**Work required**: In the listing below, reproduce the lines from the line with "Where can the red" to the line with "column 73, row 116", replacing "black cleat" with "black shoe" and leaving everything else unchanged.

Start of Records shown

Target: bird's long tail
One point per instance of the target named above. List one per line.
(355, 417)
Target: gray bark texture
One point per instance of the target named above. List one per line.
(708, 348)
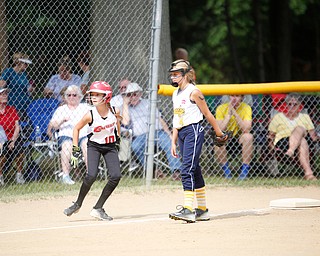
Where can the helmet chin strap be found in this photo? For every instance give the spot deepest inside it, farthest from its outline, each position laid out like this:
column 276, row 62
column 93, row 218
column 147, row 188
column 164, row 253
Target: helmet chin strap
column 176, row 84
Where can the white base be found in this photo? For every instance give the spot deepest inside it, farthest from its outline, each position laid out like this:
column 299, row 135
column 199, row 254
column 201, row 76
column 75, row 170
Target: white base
column 286, row 203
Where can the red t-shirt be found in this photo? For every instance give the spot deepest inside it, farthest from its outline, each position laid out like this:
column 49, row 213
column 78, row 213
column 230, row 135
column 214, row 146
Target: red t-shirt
column 8, row 120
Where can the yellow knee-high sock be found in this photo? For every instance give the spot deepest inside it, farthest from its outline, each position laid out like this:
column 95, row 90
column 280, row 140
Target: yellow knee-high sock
column 201, row 198
column 188, row 199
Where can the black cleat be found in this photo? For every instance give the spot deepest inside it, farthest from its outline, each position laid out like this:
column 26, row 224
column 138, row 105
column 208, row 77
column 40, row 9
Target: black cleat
column 184, row 214
column 100, row 214
column 202, row 215
column 72, row 209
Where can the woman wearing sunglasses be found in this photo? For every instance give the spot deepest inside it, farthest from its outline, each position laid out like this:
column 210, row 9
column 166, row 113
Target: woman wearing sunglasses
column 290, row 132
column 64, row 119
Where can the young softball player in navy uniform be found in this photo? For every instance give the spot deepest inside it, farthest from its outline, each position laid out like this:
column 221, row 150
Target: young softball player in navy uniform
column 189, row 106
column 103, row 139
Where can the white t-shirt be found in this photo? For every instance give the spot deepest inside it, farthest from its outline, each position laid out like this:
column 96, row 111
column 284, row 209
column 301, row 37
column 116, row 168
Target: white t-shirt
column 103, row 130
column 185, row 112
column 117, row 101
column 73, row 116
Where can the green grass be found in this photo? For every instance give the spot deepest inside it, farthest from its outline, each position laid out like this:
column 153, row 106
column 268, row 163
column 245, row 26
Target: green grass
column 52, row 189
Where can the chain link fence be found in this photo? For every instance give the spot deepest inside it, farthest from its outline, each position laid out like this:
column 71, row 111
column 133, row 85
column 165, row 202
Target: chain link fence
column 49, row 45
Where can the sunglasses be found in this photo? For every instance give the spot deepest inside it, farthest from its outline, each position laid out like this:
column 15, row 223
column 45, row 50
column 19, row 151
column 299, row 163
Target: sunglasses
column 73, row 95
column 131, row 94
column 176, row 76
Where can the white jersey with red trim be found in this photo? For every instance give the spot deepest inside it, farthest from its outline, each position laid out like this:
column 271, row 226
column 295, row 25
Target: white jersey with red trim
column 102, row 130
column 185, row 112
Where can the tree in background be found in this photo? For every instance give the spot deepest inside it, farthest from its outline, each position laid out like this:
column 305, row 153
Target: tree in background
column 248, row 40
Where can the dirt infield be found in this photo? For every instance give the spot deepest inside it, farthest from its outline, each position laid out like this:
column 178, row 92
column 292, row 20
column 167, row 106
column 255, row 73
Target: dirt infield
column 242, row 224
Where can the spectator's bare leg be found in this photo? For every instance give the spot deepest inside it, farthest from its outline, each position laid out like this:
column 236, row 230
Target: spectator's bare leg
column 66, row 148
column 295, row 139
column 19, row 162
column 246, row 140
column 304, row 157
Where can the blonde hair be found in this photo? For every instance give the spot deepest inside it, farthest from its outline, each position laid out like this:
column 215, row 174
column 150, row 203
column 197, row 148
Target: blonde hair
column 72, row 88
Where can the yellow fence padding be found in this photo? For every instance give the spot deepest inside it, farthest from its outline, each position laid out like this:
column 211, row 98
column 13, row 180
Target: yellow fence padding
column 258, row 88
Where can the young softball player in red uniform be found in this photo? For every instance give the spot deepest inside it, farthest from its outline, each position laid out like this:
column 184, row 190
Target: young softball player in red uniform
column 103, row 139
column 189, row 107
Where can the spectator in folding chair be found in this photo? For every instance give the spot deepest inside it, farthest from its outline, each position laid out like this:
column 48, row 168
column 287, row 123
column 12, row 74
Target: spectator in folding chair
column 65, row 78
column 17, row 81
column 235, row 116
column 64, row 119
column 135, row 113
column 289, row 133
column 13, row 148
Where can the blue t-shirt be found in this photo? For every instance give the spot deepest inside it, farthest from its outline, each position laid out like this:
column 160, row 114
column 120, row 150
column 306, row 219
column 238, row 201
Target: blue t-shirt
column 18, row 84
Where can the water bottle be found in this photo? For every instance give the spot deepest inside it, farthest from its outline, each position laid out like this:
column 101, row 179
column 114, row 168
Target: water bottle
column 38, row 134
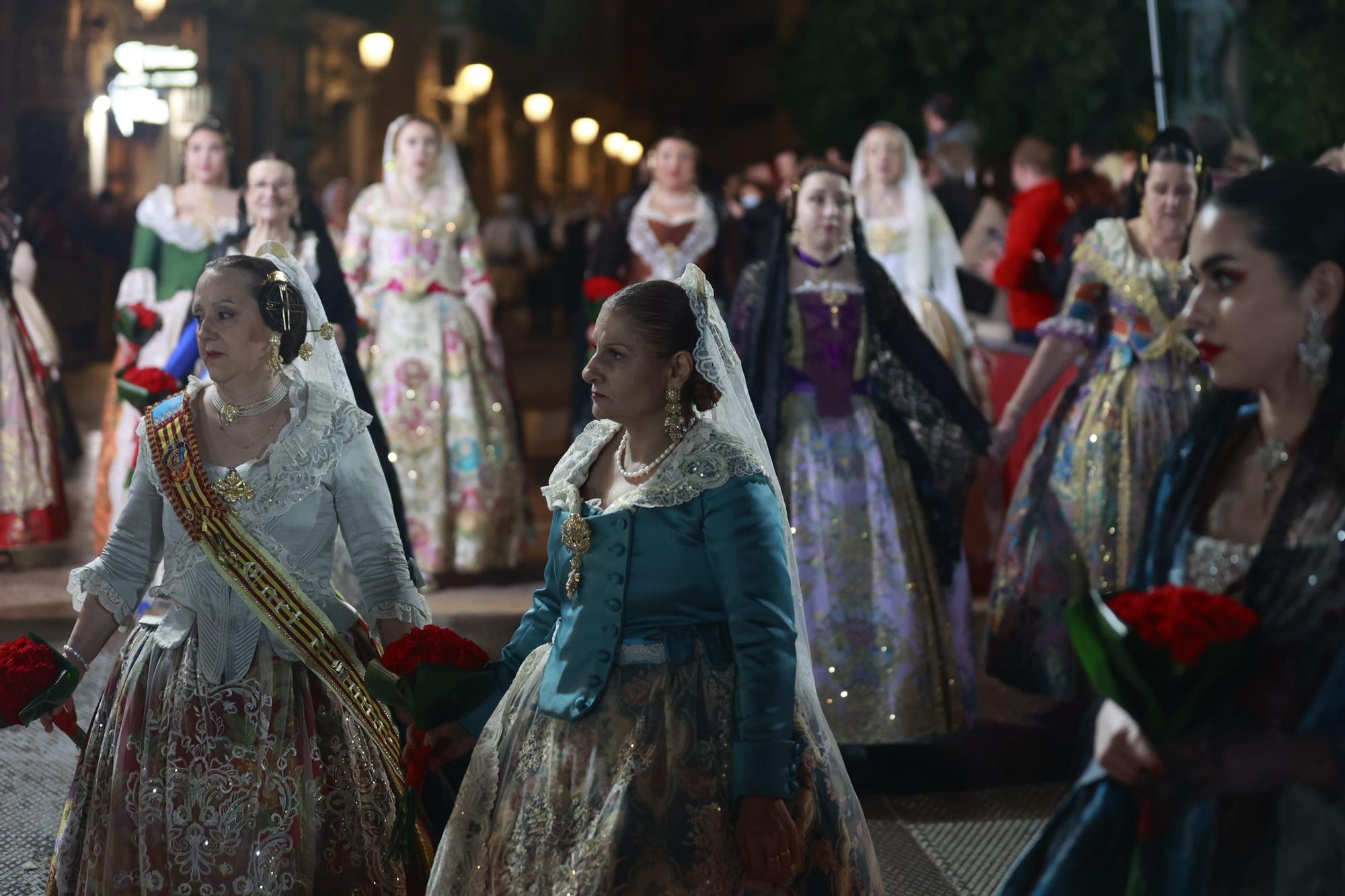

End of Records shown

**Exercise result**:
Where can the red t-shirt be found in this photo? For every instance give the spot deepest inside it, farthest from its outline, each position laid out like this:
column 49, row 213
column 78, row 213
column 230, row 135
column 214, row 146
Target: red t-shirt
column 8, row 120
Where can the yellow knee-high sock be found in this photo? For every instance give the spot deepest inside it, farthest from its outline, each position laid out like this:
column 95, row 90
column 280, row 140
Target: yellow knee-high sock
column 201, row 198
column 188, row 199
Where can the black shoe be found in this photo? For every instance give the spot deepest inside it, farthest from its outline, each position laid out like this:
column 26, row 224
column 138, row 105
column 208, row 77
column 40, row 9
Target: black shoe
column 184, row 214
column 100, row 214
column 202, row 215
column 72, row 209
Where can the woman wearing sunglasses be found in this photo? For every instance give the spot deepest inside it, farthest from its outline, each position laid out like this:
column 210, row 9
column 166, row 113
Target: woman wearing sunglasses
column 290, row 132
column 64, row 119
Where can the young softball player in navy uniform be found in this photo? For every instance give the spot deepest inside it, farthest from its outline, each position laid out like this:
column 221, row 150
Target: young softball player in navy uniform
column 189, row 106
column 103, row 139
Where can the white t-shirt be found in this photo? For every instance give the spot deepest inside it, farthest from its outline, each position laid out like this:
column 96, row 111
column 284, row 209
column 301, row 37
column 116, row 168
Target: white t-shirt
column 103, row 130
column 185, row 112
column 117, row 101
column 73, row 116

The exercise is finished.